Le rapprochement de nos pays en matière culturelle est assez naturel. Nous partageons les mêmes valeurs : la démocratie, l’État de droit, le respect des minorités ou encore le respect de la vie privée.
Ces échanges mutuels nous apportent beaucoup et sont une source d’avancées concrètes. Je pense notamment à la chaîne de télévision publique franco-allemande à vocation culturelle européenne, Arte.
Notre proximité dépasse la sphère culturelle. Dans le domaine de la sécurité notamment, la France et l’Allemagne ont des intérêts communs. À nos yeux, la coopération en matière de sécurité tant extérieure qu’intérieure ne peut qu’améliorer la qualité du travail de nos services et la sûreté de nos concitoyens.
Avec 47 milliards d’euros, le budget de la défense de l’Allemagne dépasse celui de la France depuis cette année. Bien que les groupes politiques allemands soient très partagés sur les questions de défense, nous devons rapprocher davantage nos nations pour réduire la trop forte dépendance de l’Europe à l’égard des États-Unis.

■ **Jeu de données**:
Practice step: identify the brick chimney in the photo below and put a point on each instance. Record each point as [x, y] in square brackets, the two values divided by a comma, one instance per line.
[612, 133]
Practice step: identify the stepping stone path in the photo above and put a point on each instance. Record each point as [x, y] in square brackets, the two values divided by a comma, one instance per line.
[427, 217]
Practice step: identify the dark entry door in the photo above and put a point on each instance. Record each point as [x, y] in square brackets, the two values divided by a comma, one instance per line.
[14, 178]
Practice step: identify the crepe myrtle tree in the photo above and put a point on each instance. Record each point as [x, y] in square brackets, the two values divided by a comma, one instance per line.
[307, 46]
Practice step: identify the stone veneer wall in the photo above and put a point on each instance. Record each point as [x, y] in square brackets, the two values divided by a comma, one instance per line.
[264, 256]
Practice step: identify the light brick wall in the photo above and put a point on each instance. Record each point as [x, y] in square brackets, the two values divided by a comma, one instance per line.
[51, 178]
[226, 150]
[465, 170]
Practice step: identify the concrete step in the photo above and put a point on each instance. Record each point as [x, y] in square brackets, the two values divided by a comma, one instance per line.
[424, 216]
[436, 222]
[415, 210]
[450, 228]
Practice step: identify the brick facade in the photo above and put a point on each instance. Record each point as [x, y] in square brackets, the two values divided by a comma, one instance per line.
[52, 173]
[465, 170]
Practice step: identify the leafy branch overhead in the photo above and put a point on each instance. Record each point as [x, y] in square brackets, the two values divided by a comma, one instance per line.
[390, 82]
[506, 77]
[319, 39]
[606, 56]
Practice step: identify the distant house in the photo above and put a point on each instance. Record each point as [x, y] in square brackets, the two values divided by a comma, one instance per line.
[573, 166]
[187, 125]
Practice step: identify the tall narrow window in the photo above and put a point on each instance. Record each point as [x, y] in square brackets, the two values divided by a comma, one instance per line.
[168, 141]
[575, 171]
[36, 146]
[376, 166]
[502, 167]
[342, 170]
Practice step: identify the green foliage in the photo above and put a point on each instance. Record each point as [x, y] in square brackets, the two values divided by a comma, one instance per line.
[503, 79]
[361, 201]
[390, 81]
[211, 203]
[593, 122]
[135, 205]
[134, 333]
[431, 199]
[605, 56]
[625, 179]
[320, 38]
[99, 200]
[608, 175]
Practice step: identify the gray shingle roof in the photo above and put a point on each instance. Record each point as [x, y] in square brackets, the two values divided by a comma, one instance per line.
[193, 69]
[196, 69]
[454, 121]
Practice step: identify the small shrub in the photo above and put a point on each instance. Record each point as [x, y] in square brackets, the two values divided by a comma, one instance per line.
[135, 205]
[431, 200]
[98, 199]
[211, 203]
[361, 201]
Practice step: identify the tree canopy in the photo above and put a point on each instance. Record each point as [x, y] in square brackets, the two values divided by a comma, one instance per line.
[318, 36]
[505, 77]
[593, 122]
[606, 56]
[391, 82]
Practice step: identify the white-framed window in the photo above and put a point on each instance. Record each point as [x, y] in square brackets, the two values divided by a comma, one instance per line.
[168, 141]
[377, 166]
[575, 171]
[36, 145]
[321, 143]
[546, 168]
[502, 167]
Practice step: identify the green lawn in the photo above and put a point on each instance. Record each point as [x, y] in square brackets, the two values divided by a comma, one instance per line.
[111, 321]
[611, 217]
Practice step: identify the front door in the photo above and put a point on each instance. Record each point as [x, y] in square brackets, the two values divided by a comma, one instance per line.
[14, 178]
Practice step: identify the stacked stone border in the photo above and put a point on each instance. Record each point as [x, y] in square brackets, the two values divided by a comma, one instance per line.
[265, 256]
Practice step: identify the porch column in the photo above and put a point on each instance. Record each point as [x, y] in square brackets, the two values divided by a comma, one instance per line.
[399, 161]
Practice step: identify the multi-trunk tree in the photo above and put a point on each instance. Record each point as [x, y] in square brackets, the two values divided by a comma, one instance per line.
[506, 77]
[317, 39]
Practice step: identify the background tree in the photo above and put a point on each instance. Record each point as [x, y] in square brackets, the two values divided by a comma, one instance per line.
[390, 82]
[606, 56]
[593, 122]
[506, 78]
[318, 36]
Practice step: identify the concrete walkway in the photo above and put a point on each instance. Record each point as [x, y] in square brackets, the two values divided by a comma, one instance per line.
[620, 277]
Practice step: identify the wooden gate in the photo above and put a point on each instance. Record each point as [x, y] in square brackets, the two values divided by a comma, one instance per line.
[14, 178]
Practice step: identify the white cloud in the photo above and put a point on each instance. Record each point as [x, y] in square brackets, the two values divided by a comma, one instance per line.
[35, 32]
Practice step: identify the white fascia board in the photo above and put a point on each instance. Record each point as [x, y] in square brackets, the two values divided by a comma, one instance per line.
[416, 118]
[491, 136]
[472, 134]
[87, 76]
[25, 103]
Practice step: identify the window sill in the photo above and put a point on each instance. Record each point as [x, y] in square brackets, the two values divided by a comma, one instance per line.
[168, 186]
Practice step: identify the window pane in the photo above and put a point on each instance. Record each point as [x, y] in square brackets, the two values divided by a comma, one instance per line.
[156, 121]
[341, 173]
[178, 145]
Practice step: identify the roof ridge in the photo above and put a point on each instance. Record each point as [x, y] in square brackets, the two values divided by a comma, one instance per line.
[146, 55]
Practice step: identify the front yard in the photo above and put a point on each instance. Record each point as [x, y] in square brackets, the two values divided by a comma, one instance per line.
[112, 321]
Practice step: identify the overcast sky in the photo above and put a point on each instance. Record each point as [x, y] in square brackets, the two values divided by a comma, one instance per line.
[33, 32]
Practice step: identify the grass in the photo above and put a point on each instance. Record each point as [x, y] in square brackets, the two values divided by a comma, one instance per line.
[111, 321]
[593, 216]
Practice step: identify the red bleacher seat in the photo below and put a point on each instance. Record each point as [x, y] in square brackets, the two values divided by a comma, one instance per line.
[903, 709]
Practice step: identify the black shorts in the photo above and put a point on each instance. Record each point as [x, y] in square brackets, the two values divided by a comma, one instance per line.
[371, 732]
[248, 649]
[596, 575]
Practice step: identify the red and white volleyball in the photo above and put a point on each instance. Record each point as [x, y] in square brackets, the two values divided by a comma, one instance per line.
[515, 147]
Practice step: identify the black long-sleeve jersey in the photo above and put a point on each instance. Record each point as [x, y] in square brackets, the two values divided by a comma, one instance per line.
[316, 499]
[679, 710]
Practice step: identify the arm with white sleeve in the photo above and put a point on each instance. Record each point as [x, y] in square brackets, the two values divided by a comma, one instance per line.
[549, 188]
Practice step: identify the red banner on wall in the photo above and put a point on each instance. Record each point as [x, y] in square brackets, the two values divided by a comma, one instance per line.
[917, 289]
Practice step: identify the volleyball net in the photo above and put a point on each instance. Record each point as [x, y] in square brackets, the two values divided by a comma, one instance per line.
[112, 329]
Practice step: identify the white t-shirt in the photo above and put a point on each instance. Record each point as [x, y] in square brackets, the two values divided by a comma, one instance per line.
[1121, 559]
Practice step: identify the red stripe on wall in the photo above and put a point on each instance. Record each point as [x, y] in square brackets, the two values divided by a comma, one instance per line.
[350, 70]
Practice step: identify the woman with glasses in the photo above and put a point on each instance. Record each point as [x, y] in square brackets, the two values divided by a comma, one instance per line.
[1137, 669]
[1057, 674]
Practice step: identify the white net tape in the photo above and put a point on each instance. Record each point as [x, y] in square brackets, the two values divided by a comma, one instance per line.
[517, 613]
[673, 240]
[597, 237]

■ **Consigne**:
Prolongez le texte sur la coopération franco-allemande en reprenant juste après sa dernière phrase.

■ **Réponse attendue**:
Au-delà de ce traité, le Fonds européen de la défense est également un excellent outil. Il devrait permettre de canaliser des moyens financiers au bénéfice de nos entreprises.
Les projets franco-allemands d’avion de chasse et de char attestent de l’opportunité d’une telle coopération. Les différences de vues, récemment mises en lumière par les divergences en matière d’exportation d’armes, nous rappellent l’utilité et la nécessité d’une coordination entre les gouvernements allemand et français tout en respectant le choix de chacun.
Nous avons besoin d’harmoniser nos doctrines, afin d’augmenter encore notre intégration. L’Europe s’essouffle face à l’hégémonie de ceux qui profitent de telles divisions. Nous devons reconstituer une capacité d’action stratégique à l’échelon européen.
Le couple franco-allemand a un rôle essentiel à tenir, afin de rester le moteur de l’Union européenne, d’autant qu’il ne faut pas sous-estimer les risques de démantèlement européen.
En 2018, les élections en Italie, fondatrice de l’Europe, sont de nature à nous inquiéter. En 2019, la Ligue de Matteo Salvini a gagné les élections européennes et a rejoint le Rassemblement national dans un même groupe. Hier, les députés britanniques pro-Brexit ont tourné le dos à l’hymne européen. C’est bien sûr choquant.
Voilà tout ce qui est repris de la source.